── Document

Graph model. Image by the author.

Characters are in the center of our graph model. We know their family connections, which are tagged with the FATHER, MOTHER, and SPOUSE relationships. We also know to which culture they belong and their allegiance to various factions. Lastly, I’ve also imported in which books or TV shows the characters appear.

The universe of Ice and Fire is enormous, as we have 3653 and 563 factions in the graph. The Wiki of Ice and Fire provides even more information about factions, culture, locations, and other entities, which I skipped as the focus of this analysis is the family connections.

Interactive visualizations

We will begin by interactively analyzing the relationship between characters through network visualizations in Neo4j Bloom. Neo4j Bloom allows users with no coding or Cypher knowledge to effectively explore and analyze any graph dataset, which means you can use it to impress your friends and family and help them explore the world of Ice and Fire in a compelling way.

You can open Neo4j Bloom in Sandbox by clicking the dropdown arrow and selecting the Neo4j Bloom option.

How to open Bloom in Sandbox environment. Image by the author.

Next, you will need to click the Create New button on the right hand-side of the screen and pick the Generate Perspective, which automatically infers graph schema.

Automatically generate Bloom perspective. Image by the author.

Now you are all set to go. Bloom offers near-natural language search that you can use to explore the graph.

Near-natural search in Neo4j Bloom. Video by the author.

Neo4j Bloom offers a search bar that can be used to find relevant nodes and examine their relationships and properties. We also have the capability to define more complex graph patterns in the search bar that are beyond the scope of this article. You can check some of the newer features in the following medium post by Jonathan Thein.

I like to define custom search phrase in Neo4j Bloom that can help you find relevant graph patterns more quickly. Instead of describing the whole graph pattern in the search bar, you can simply define it using a Cypher statement. The Cypher statement also supports optional parameters.

────
── Provided material

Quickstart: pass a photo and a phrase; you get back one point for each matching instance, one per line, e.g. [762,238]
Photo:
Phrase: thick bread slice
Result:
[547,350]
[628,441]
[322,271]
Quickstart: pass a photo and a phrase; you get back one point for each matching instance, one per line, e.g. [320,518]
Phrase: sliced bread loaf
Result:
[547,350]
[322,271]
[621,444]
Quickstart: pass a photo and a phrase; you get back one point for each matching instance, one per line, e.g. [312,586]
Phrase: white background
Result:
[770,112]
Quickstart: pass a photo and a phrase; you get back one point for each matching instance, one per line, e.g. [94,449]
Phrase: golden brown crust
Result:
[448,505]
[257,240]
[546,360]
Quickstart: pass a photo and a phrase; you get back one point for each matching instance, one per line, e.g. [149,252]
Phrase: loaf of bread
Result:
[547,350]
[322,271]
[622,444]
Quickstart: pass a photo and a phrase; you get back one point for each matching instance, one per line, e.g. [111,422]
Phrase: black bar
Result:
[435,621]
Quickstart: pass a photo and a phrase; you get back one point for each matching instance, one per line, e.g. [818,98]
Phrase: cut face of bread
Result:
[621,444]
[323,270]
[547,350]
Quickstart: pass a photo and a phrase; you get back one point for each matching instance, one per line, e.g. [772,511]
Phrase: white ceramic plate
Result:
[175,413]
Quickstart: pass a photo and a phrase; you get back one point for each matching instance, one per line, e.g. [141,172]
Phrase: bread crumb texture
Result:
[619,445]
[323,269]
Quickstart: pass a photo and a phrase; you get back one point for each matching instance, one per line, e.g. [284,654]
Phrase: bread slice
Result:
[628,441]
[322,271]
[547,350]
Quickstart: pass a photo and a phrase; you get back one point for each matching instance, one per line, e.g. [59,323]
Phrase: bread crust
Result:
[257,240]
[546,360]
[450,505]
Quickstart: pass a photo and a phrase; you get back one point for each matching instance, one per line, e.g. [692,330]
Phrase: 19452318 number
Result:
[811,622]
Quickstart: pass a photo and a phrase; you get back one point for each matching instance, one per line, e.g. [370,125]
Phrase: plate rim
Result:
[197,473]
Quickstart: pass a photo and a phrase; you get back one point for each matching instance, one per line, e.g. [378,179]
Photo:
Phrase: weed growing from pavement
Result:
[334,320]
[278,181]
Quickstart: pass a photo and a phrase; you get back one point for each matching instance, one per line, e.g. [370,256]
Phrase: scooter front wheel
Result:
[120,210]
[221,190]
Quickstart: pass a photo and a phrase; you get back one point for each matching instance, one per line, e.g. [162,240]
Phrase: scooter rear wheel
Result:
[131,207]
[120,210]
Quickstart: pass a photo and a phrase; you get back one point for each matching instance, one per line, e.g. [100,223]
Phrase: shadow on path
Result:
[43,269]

────

**What you need to do**
1 > Translate this sentence from the Neo4j Bloom article into Spanish: "Bloom offers near-natural language search that you can use to explore the graph."
2 > Rescale the part of the listing that opens with the line containing "line, e.g. [370,256]" and closes with the end of the listing. Reproduce only those lines, requests included, multiplying each point coordinate in the results by 1.35 and rounding to whole numbers with halves rounded up, while leaving the sample coordinates in the requests unchanged.

**Answers provided**
1 > Bloom ofrece una búsqueda en lenguaje casi natural que puedes usar para explorar el grafo.

2 >
Quickstart: pass a photo and a phrase; you get back one point for each matching instance, one per line, e.g. [370,256]
Phrase: scooter front wheel
Result:
[162,284]
[298,257]
Quickstart: pass a photo and a phrase; you get back one point for each matching instance, one per line, e.g. [162,240]
Phrase: scooter rear wheel
Result:
[177,279]
[162,284]
Quickstart: pass a photo and a phrase; you get back one point for each matching instance, one per line, e.g. [100,223]
Phrase: shadow on path
Result:
[58,363]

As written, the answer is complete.